WHAT YOU NEED TO DO: Identify every line in the items below that contains the word "white", and copy each of those lines.

## Start TASK INPUT

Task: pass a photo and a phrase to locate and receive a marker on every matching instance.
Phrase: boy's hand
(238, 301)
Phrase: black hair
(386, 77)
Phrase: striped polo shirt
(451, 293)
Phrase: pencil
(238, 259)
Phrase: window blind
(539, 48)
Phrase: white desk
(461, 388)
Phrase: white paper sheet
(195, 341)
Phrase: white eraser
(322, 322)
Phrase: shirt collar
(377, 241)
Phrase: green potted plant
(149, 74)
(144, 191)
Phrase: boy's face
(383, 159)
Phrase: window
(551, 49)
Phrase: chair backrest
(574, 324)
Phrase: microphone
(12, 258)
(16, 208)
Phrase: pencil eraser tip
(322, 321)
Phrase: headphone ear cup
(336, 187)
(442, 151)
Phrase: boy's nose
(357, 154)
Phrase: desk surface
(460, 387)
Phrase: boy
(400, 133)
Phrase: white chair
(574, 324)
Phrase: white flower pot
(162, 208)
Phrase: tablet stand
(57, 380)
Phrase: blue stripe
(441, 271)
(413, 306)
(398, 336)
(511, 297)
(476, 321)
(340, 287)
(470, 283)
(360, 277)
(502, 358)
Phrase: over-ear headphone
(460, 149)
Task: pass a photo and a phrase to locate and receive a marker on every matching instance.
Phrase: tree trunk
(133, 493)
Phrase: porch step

## End TASK INPUT
## Start TASK INPUT

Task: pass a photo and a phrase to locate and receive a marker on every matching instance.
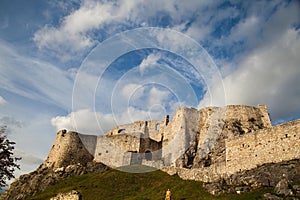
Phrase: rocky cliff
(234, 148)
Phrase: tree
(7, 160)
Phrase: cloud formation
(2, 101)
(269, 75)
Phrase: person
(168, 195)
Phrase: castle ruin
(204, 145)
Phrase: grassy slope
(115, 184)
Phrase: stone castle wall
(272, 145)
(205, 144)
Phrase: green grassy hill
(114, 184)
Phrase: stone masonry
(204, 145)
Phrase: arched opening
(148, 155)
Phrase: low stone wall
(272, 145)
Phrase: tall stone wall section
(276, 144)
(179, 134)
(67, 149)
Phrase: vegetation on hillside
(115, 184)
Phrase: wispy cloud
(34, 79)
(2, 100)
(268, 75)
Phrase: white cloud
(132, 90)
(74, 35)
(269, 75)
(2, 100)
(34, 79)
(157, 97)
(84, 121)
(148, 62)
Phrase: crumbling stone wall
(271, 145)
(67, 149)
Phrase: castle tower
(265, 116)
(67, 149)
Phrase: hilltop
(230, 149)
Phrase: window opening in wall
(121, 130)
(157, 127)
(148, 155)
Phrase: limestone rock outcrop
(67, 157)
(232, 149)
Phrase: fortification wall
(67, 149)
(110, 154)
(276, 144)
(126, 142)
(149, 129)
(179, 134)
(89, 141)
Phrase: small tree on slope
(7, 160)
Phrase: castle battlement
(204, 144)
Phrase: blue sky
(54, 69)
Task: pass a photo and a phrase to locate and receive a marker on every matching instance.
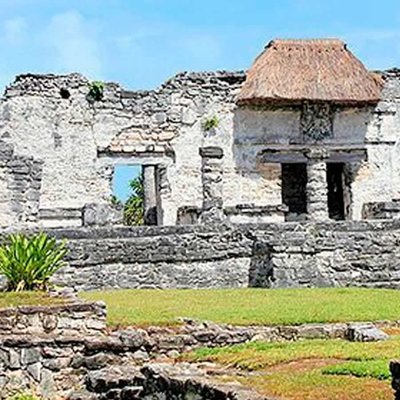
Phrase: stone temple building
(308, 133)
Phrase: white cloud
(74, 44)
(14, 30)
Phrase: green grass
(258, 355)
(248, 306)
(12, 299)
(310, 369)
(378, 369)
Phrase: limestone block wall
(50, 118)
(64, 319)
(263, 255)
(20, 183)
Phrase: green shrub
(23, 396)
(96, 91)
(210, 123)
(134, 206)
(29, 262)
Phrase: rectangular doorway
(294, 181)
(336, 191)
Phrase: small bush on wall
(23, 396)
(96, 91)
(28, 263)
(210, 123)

## End TASK INPUT

WRITTEN RESPONSE:
Phrase: white desk
Phrase: white paper sheet
Phrase: white eraser
Phrase: white chair
Phrase: white flower pot
Phrase: white cloud
Phrase: white cloud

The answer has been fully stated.